### [Short task A]
In the workout article, change every "compound movements" to "multi-joint movements" and give the passage from "Not Lifting Harding" to "be compound movements.".
### [Short task B]
Translate this sentence from the workout article into Spanish: "Cardio doesn’t have to be lengthy to be beneficial."

Too Much Steady-State Cardio
If you’re trying to lose fat and gain muscle at the same time, you may not be gaining muscle because you’re overdoing the cardio. Extremely long periods of steady-state cardio (an hour and a half or more) increases cortisol levels, especially if you’re carb-deprived. That not only triggers muscle breakdown but it blocks anabolic hormones like growth hormone. Cardio doesn’t have to be lengthy to be beneficial. Keep your cardio sessions short and intense, substituting high-intensity interval training or a circuit workout for an extra long cardio workout. If you do longer periods of cardio, make sure you’re fueling up with enough carbohydrates to keep your cortisol levels down.
Not Lifting Harding Enough or Focusing on Single-Joint Strength Exercises
You’ll have an easier time building lean body mass if you work a maximal number of muscle fibers with each exercise. That means more compound movements that challenge more than one muscle group like push-ups, squats, dips, deadlifts, military press, etc. rather than isolation exercises like biceps curls and triceps kickbacks that challenge a single muscle group. You’ll also activate more growth hormone and increase the calorie burn when you do compound exercises. Fifty-percent or more of your exercises should be compound movements.

### [Given records]
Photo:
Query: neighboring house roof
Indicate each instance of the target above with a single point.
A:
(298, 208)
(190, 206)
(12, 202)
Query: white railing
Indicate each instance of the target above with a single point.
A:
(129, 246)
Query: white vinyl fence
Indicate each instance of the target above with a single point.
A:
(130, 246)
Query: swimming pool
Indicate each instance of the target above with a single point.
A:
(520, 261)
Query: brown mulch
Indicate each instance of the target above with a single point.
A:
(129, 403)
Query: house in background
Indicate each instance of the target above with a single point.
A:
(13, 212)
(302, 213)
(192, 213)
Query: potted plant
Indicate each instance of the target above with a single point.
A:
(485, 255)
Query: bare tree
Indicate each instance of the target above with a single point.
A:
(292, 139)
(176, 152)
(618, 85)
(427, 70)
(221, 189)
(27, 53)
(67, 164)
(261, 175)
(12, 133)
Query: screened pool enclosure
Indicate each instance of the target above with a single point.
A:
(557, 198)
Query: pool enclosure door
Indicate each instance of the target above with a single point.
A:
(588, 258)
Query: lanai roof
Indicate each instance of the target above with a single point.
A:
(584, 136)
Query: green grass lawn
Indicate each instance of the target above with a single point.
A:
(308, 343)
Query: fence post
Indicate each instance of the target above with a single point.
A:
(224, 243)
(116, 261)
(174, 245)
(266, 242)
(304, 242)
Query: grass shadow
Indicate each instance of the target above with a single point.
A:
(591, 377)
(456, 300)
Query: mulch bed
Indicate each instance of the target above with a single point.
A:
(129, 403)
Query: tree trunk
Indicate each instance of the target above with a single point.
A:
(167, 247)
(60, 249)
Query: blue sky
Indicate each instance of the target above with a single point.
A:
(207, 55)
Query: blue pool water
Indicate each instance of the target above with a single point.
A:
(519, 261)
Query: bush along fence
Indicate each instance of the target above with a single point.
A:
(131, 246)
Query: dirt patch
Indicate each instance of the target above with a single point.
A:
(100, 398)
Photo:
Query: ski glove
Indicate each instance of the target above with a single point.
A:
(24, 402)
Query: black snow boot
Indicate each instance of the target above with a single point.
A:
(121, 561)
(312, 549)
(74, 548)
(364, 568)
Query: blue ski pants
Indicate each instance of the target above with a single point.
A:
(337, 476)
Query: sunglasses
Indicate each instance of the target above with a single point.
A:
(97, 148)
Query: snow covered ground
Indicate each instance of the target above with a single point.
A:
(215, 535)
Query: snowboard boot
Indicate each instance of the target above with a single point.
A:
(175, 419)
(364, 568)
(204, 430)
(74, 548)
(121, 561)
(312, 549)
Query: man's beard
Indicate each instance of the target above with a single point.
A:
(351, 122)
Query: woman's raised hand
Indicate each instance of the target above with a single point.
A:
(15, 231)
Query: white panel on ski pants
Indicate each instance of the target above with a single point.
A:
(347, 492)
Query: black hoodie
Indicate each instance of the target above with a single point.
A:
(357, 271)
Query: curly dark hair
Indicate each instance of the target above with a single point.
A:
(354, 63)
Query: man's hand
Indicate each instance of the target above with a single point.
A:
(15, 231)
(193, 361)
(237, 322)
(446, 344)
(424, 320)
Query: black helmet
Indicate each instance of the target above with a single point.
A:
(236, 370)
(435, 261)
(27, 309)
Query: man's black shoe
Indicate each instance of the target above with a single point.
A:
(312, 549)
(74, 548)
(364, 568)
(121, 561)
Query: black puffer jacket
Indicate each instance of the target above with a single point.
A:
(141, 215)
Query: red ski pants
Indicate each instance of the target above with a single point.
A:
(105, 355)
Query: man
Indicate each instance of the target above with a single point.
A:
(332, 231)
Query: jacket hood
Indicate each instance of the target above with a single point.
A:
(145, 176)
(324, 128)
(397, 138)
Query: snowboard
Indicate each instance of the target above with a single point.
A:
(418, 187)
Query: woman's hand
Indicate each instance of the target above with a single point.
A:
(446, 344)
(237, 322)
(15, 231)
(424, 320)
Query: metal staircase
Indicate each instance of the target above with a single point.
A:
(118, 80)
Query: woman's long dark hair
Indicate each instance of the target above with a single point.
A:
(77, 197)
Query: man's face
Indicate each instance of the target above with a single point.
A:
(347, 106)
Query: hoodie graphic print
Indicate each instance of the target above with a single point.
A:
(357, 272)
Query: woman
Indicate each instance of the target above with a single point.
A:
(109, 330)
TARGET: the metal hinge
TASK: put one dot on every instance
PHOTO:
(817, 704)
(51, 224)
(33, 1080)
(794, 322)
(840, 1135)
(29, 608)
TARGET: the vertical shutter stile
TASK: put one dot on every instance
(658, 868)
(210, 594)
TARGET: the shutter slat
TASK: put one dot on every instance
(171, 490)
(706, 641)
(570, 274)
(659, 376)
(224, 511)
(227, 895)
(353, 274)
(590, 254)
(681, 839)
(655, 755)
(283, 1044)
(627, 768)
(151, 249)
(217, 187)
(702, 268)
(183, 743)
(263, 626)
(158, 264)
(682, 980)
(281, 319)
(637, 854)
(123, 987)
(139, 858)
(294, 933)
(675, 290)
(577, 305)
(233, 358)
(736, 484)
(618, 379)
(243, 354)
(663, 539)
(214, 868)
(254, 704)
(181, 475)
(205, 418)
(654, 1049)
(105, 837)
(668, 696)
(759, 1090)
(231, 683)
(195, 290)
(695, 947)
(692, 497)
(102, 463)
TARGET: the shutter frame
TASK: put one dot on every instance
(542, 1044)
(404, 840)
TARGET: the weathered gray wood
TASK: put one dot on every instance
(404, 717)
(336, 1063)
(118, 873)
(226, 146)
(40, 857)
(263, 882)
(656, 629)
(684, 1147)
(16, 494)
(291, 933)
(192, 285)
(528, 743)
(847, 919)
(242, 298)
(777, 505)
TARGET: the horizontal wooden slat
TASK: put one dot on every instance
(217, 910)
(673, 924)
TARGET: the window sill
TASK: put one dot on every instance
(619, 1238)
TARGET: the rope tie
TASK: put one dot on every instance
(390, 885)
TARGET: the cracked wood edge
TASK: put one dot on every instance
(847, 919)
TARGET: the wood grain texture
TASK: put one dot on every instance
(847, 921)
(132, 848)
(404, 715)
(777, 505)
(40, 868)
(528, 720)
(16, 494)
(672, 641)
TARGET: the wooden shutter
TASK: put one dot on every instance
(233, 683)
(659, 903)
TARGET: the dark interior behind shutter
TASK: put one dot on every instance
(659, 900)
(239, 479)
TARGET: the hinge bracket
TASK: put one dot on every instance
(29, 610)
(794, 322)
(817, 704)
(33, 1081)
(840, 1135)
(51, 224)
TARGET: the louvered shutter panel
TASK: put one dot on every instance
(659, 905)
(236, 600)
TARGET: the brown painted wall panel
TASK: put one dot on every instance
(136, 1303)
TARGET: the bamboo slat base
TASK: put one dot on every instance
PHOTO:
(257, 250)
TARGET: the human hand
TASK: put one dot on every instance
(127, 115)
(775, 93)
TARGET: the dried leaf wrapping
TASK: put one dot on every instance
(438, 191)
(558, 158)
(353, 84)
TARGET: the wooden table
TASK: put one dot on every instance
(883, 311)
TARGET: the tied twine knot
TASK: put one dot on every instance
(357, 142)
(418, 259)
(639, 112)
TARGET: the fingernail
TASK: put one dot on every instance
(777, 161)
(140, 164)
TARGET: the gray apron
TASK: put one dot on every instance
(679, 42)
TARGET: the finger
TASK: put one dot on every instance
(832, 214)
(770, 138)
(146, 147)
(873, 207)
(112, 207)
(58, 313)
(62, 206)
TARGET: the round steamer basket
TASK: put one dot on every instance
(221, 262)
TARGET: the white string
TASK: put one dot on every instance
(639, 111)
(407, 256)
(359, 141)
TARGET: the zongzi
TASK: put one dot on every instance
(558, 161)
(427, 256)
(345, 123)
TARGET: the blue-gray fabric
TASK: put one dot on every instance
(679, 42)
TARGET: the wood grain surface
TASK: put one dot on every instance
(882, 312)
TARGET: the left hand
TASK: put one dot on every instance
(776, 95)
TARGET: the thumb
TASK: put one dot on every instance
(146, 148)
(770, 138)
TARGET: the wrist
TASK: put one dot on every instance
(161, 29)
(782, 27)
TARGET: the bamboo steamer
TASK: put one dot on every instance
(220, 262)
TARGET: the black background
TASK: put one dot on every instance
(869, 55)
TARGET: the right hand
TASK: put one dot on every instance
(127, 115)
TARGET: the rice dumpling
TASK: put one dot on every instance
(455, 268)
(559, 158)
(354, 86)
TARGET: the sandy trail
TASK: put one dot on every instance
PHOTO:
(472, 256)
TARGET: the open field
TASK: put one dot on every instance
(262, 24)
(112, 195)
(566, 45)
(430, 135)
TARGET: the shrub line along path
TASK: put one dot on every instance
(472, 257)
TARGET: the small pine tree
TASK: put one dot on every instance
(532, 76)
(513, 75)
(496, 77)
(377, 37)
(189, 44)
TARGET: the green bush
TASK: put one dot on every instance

### [Problem solution A]
Not Lifting Harding Enough or Focusing on Single-Joint Strength Exercises
You’ll have an easier time building lean body mass if you work a maximal number of muscle fibers with each exercise. That means more multi-joint movements that challenge more than one muscle group like push-ups, squats, dips, deadlifts, military press, etc. rather than isolation exercises like biceps curls and triceps kickbacks that challenge a single muscle group. You’ll also activate more growth hormone and increase the calorie burn when you do compound exercises. Fifty-percent or more of your exercises should be multi-joint movements.

### [Problem solution B]
El cardio no tiene que ser largo para ser beneficioso.